Do I need vitamin supplements?

Most people can get all the vitamins and minerals they need by eating a healthy, balanced diet.

What are vitamins and minerals?

Vitamins and minerals are essential nutrients that your body needs in small amounts to work properly. For example:

  • iron has several important roles in your body – such as making red blood cells
  • calcium builds strong bones and teeth
  • vitamin C also has several important roles – such as keeping cells healthy 

When are supplements recommended?

Many people choose to take supplements, but taking too much or taking them for too long could be harmful. The National Institute for Health and Care Excellence (NICE) recommends certain supplements for some groups of people who are at risk of deficiency, including: 

Folic acid supplements in pregnancy

All women thinking of having a baby should have a folic acid supplement, as should any pregnant women up to week 12 of her pregnancy. Folic acid can help to prevent neural tube defects, such as spina bifida

For more information, see vitamins and nutrition in pregnancy.

Vitamin D supplements

Vitamin D supplements should be taken by all pregnant and breastfeeding women, children aged six months to five years, and people aged 65 and over.

People who are not exposed to much sun – for example, people who are housebound (stay indoors) for long periods of time or cover up their skin when outdoors should also take vitamin D supplements.

For more information, see What does vitamin D do?

INFORMATION PROVIDED:

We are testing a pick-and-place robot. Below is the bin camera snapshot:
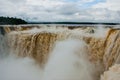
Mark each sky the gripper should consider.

EXERCISES:
(a) From the vitamin supplements page, reproduce the text starting at "Many people choose" and ending at "65 and over.".
(b) Turn the paragraph in the vitamin supplements page that begins "Vitamin D supplements should be taken by all pregnant" into a list, keeping its main facts.
(c) Answer these questions using the vitamin supplements page.
(i) What does calcium build?
(ii) Up to which week of pregnancy should pregnant women have a folic acid supplement?
(iii) Which organization recommends certain supplements for groups at risk of deficiency?
Nothing in the listing is needed for this work.

RESPONSES PER TASK:
(a)
Many people choose to take supplements, but taking too much or taking them for too long could be harmful. The National Institute for Health and Care Excellence (NICE) recommends certain supplements for some groups of people who are at risk of deficiency, including: 

Folic acid supplements in pregnancy

All women thinking of having a baby should have a folic acid supplement, as should any pregnant women up to week 12 of her pregnancy. Folic acid can help to prevent neural tube defects, such as spina bifida

For more information, see vitamins and nutrition in pregnancy.

Vitamin D supplements

Vitamin D supplements should be taken by all pregnant and breastfeeding women, children aged six months to five years, and people aged 65 and over.

(b)
Groups who should take vitamin D supplements:
- pregnant women
- breastfeeding women
- children aged six months to five years
- people aged 65 and over

(c)
(i) Strong bones and teeth.
(ii) Week 12.
(iii) The National Institute for Health and Care Excellence (NICE).